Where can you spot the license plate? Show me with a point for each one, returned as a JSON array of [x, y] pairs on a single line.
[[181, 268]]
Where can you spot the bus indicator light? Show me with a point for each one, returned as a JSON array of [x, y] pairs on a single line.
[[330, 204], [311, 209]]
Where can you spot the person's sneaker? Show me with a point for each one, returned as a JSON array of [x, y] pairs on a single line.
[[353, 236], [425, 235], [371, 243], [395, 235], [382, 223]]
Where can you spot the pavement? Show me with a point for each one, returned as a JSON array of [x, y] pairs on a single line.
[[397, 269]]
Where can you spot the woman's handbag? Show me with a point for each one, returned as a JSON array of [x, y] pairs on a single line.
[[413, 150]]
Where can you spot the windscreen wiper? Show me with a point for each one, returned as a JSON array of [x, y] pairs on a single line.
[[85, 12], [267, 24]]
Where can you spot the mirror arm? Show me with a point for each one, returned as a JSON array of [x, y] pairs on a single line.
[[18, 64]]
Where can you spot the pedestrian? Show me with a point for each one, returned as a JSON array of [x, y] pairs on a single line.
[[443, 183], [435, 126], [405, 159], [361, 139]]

- - - - - - -

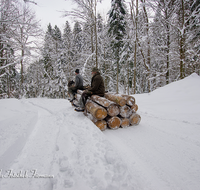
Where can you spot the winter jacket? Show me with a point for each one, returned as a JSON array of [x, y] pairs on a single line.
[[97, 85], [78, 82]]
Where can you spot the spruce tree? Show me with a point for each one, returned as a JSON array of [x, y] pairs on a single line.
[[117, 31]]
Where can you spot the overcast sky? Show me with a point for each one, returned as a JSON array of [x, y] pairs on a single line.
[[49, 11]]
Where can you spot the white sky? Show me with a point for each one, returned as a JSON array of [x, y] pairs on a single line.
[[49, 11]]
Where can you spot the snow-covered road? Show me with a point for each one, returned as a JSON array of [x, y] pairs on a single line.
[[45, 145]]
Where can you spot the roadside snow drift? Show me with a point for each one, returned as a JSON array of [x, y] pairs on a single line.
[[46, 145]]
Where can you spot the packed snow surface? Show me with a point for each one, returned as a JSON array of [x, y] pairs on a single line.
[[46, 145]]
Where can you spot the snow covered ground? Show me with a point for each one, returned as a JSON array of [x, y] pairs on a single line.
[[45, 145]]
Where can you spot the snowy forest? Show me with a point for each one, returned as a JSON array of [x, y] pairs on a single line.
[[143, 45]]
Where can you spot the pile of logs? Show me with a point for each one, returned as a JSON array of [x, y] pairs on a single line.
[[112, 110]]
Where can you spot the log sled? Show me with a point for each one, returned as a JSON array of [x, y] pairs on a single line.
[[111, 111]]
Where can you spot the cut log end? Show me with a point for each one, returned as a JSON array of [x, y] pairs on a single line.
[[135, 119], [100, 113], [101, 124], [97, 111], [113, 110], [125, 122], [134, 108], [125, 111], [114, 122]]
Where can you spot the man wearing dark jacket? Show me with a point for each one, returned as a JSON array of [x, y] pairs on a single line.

- - - - - - -

WHAT YOU SHOULD DO: Update everything from the line containing "Where can you spot the license" down to the line containing "[[330, 204], [311, 209]]", swapping "indicator light" for "turn signal" and changing nothing else.

OUTPUT OF THE EXERCISE:
Where can you spot the license plate? Show me with a point for each one, returned as a JSON array of [x, y] pairs on a single line.
[[181, 268]]
Where can you spot the bus turn signal? Show me with a point for each one, returned as a JSON array of [x, y] pairs on a single line.
[[330, 204], [311, 209]]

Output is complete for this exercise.